We’ve estimated this cost at one person per 50 programs - or about the same rate as best practice
for licensors. You can change that though if you want, based on other data for your state.

How do we account for other funding streams that may be picking up infrastructure costs?
Stacie: I wouldn’t take the same strategy as with direct costs, where you can back out the current
funds. In some ways this comes from the process. This model cannot be conducted in a vacuum.
We always have a group of stakeholders that guide us through their current system and what they
want for the future. They are able to tell us what is already going on and then we modify the
costs based on the information they give us. We just finished California. In the infrastructure
portion of the estimate, we did not include a technical assistance cost because the stakeholders
felt there was already sufficient means to meet the technical assistance needs in the state.

Anne: Another example – if you were doing this in a state with a robust quality rating system
and you want to know the cost to integrate universal pre-school into that state, the monitoring
costs might be different than in another state. You would already have people doing that
monitoring function so perhaps they might just be re-trained or perhaps there is no extra cost at
all. In most states, there is not enough technical assistance or monitoring.

Anne: One of the largest infrastructure costs is increasing the staff credentials. If you’re saying
you want everyone to have a bachelor’s degree, you have to look at what the current status of the
workforce is and then determine what the cost is to move the education levels of your workforce
to the higher level. That leads to more assumptions – Does your higher education system have
the capacity for this or does it have to be upgraded? Are you going to give full scholarships or
partial scholarships?

How do you define higher quality staff?
Anne: In the states where we’ve worked, it has been defined differently. In Massachusetts, it
meant someone with a bachelor’s degree in early childhood education. One state was considering
the cost of teacher certification in addition to the bachelor’s degree and that would add an extra
cost. Each state has to determine what it should be.

Stacie: The recurring answer for all these components is that the stakeholders group HAS to
decide what it wants for its vision of universal early childhood education.
How does this work link to other research such as economic impact analysis or needs
assessments? Has this been coordinated at all?
Anne: Not so far. I think the connection between economic impact studies and costing out early
care and education systems is that you are relying on similar data sources. You’re looking at the
workforce as part of both studies. You use them in different ways. I would think though that
states that are doing economic impact studies would have a better handle on the data for a
costing out study.

§ **Records supplied**:
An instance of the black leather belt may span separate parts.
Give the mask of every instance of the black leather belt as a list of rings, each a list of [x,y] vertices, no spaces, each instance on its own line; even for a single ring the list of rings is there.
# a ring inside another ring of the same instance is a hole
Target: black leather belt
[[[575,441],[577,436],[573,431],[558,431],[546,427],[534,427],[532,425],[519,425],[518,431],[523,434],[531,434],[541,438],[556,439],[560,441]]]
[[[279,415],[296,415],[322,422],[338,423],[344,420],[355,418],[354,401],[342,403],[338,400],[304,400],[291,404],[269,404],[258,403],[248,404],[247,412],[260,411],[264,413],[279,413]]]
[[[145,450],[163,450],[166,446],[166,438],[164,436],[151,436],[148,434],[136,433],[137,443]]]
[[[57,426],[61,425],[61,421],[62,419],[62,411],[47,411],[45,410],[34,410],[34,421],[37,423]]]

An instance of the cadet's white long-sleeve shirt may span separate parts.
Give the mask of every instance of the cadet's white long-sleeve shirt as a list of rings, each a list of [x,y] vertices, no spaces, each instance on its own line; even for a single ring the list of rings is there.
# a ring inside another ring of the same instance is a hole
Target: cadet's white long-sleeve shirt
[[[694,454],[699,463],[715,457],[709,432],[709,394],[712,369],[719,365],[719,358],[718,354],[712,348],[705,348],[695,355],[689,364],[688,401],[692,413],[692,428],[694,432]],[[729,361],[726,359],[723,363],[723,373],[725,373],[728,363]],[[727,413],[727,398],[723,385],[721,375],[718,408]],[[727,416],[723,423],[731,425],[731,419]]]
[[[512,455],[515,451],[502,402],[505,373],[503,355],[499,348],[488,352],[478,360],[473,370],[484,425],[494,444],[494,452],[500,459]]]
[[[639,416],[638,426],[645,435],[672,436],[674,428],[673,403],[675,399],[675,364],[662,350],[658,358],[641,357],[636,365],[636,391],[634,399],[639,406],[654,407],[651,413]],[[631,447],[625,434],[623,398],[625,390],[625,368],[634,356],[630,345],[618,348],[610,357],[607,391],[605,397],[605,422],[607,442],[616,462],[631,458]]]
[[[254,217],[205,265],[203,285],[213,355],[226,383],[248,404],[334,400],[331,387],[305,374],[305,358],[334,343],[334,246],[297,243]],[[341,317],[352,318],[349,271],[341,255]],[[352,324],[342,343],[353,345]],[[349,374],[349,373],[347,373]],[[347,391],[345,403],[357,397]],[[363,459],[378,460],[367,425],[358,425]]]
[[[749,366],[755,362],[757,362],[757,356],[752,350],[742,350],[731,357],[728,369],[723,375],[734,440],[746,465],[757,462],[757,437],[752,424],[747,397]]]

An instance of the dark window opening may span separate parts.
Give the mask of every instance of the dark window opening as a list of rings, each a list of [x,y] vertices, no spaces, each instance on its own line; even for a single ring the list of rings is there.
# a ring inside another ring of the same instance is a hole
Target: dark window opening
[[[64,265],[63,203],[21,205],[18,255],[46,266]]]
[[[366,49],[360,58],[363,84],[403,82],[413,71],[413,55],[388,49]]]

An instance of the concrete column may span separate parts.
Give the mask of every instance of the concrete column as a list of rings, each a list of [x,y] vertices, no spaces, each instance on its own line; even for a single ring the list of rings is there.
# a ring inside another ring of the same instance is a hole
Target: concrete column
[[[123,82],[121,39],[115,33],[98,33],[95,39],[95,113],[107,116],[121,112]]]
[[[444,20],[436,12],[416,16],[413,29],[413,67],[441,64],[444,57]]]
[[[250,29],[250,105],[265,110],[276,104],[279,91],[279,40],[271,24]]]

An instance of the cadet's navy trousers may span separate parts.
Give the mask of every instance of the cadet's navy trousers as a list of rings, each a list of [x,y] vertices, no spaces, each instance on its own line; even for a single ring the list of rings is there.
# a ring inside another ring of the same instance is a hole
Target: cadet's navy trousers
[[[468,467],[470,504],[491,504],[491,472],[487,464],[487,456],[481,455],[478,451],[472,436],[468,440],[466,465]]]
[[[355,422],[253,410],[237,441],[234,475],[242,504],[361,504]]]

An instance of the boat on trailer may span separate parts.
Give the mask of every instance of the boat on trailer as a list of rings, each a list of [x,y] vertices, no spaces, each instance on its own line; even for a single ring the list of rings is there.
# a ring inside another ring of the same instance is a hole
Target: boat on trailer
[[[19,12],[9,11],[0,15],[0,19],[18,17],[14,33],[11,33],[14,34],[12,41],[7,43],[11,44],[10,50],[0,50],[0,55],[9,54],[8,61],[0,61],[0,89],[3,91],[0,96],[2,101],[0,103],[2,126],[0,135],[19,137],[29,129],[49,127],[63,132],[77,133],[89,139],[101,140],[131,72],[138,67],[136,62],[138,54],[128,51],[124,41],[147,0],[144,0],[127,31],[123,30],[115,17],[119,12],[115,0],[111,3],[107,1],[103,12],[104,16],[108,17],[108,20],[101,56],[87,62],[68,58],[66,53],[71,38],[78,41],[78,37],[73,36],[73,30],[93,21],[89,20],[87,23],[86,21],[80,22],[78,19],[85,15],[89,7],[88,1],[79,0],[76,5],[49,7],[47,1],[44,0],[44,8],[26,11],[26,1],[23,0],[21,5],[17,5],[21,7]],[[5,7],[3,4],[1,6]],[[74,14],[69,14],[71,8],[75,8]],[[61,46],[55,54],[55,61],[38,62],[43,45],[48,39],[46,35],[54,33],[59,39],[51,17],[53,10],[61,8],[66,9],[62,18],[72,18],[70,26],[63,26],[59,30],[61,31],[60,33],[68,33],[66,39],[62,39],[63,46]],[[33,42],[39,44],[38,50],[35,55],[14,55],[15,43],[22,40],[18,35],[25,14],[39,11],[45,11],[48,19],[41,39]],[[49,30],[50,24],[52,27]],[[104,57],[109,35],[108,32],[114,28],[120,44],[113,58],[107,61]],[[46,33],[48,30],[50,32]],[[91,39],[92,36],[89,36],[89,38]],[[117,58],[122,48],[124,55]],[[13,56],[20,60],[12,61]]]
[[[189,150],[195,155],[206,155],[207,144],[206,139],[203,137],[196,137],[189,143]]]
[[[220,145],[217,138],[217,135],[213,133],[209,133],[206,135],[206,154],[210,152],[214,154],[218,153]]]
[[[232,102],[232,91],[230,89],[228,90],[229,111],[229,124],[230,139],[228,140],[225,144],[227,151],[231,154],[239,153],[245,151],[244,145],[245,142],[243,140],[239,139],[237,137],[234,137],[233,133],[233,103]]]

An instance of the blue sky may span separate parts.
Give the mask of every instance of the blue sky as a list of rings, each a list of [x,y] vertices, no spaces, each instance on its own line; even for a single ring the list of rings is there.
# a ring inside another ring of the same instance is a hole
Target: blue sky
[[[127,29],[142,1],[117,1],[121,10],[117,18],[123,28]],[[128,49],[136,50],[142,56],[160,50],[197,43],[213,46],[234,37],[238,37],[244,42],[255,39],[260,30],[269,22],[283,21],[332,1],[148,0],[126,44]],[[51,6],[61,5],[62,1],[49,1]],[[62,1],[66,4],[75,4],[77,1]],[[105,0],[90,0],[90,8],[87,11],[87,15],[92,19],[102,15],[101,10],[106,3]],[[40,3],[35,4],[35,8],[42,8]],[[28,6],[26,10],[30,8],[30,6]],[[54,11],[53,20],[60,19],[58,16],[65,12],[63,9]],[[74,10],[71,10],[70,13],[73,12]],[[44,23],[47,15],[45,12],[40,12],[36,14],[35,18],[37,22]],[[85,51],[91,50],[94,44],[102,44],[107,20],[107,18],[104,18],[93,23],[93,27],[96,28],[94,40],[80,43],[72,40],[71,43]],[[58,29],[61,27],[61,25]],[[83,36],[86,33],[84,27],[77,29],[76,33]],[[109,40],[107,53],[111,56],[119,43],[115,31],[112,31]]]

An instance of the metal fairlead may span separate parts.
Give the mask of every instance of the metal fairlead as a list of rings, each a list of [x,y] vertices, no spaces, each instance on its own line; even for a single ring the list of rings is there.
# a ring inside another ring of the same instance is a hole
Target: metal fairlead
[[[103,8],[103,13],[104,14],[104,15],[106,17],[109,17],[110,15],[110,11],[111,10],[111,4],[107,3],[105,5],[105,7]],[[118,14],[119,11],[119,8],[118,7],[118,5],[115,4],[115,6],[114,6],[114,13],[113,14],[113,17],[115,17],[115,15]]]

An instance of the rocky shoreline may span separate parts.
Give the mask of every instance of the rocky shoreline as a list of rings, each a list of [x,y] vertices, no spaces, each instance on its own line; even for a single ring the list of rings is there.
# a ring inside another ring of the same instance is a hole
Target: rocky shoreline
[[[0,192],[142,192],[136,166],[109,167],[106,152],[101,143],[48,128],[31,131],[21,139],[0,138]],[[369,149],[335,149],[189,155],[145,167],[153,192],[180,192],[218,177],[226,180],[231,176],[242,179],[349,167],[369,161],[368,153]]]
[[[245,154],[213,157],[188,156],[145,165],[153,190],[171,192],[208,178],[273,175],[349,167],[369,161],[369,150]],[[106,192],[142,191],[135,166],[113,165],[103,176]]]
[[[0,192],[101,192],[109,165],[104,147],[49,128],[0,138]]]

§ **Instructions for the task**:
Answer the following questions using the discussion of early education costs above, and mark each answer with the matching letter.
(a) At what rate was the cost in the first sentence estimated?
(b) Which cost was left out of the infrastructure portion of the California estimate?
(c) In Massachusetts, what did higher quality staff mean?

§ **Task answer**:
(a) One person per 50 programs.
(b) A technical assistance cost.
(c) Someone with a bachelor's degree in early childhood education.